[Source data Boundary: Start]

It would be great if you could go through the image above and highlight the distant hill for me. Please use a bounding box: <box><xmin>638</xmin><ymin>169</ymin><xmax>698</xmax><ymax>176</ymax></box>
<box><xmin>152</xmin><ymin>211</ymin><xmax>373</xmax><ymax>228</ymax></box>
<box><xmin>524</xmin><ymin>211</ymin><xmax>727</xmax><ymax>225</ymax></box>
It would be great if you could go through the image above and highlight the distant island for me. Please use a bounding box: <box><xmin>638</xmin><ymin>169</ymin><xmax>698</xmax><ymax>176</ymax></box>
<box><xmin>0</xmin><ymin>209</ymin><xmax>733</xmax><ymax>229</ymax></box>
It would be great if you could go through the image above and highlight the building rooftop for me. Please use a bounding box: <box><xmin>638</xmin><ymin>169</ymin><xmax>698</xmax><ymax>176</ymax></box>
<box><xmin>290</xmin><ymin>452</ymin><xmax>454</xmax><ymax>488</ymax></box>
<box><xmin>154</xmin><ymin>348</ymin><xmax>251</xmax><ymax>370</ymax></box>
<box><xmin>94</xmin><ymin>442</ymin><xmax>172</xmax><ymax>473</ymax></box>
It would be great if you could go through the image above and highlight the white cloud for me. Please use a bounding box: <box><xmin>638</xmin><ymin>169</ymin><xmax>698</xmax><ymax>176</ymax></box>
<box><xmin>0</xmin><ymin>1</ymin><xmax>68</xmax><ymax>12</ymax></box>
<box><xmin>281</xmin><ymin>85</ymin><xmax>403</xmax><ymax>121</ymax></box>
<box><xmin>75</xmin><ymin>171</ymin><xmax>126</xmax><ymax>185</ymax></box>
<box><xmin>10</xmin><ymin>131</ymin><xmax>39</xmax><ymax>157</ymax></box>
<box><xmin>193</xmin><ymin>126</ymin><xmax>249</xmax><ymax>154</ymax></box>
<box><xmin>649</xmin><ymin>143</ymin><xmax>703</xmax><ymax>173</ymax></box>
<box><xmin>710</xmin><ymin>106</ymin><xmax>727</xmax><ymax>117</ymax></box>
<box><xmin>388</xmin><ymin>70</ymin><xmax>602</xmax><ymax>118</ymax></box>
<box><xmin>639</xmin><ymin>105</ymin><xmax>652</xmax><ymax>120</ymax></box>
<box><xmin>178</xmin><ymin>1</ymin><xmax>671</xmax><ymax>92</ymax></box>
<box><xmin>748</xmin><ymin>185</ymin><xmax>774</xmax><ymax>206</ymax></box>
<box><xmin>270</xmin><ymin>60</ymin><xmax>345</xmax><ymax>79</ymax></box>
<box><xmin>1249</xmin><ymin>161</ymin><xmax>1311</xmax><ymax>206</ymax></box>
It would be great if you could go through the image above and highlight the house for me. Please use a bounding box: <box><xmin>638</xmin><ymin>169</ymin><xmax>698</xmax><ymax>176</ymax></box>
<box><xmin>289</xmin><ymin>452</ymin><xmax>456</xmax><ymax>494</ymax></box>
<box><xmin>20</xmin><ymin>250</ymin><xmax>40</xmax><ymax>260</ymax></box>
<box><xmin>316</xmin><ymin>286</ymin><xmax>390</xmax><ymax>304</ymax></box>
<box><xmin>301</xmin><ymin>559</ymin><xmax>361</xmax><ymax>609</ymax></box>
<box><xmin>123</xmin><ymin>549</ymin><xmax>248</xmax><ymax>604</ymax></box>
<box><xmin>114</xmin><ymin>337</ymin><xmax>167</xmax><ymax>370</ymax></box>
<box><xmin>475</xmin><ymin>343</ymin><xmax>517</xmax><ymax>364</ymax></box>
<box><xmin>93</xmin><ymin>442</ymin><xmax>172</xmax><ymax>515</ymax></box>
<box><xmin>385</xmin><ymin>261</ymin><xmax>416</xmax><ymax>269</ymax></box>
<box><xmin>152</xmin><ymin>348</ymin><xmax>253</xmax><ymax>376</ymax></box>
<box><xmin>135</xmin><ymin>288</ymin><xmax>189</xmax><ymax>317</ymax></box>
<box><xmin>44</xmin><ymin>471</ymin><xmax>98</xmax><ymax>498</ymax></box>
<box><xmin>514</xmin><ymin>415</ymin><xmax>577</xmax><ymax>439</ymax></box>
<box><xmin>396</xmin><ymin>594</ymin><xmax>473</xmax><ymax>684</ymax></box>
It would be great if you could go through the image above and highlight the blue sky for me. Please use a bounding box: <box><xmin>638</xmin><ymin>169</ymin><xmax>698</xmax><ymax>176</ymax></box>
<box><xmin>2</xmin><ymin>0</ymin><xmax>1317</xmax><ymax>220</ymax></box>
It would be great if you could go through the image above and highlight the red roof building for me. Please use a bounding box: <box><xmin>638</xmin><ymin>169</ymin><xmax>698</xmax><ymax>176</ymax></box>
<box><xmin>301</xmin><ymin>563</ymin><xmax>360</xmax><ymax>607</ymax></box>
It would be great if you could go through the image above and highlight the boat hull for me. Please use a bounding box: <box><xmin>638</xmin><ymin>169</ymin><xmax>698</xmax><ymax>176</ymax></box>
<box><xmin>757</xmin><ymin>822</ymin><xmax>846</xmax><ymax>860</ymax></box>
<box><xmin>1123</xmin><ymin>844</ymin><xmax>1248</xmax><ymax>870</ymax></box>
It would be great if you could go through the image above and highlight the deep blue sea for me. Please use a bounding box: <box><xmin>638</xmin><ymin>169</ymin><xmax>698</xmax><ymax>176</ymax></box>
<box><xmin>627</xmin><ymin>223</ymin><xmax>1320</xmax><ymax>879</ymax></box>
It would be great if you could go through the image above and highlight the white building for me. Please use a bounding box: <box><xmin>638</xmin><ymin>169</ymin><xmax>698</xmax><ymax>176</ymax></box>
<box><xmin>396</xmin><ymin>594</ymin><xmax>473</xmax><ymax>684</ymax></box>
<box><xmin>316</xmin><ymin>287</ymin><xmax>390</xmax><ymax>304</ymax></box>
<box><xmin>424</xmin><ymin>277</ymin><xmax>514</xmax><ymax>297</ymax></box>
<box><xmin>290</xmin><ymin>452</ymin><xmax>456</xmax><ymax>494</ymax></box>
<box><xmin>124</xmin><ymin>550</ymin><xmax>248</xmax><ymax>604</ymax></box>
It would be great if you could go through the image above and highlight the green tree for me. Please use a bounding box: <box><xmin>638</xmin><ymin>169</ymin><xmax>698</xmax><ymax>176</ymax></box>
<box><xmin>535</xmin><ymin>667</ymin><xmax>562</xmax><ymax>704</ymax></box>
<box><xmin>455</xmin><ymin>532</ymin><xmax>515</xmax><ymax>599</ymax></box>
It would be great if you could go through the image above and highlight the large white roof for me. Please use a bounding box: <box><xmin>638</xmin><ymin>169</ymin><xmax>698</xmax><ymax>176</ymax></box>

[Source data Boundary: End]

_Task objective_
Only a verbatim transcription of the lines from the one containing "highlight the green" through the last line of the records counts as the answer.

_Solved problem_
It would be great if you could go through the image above and highlight the green tree for me. Please use a bounding box: <box><xmin>638</xmin><ymin>169</ymin><xmax>698</xmax><ymax>176</ymax></box>
<box><xmin>535</xmin><ymin>667</ymin><xmax>562</xmax><ymax>704</ymax></box>
<box><xmin>455</xmin><ymin>532</ymin><xmax>515</xmax><ymax>599</ymax></box>
It would be great if you could go through the image above and highlight the large white roof for me. Please use a bounding box: <box><xmin>638</xmin><ymin>169</ymin><xmax>698</xmax><ymax>176</ymax></box>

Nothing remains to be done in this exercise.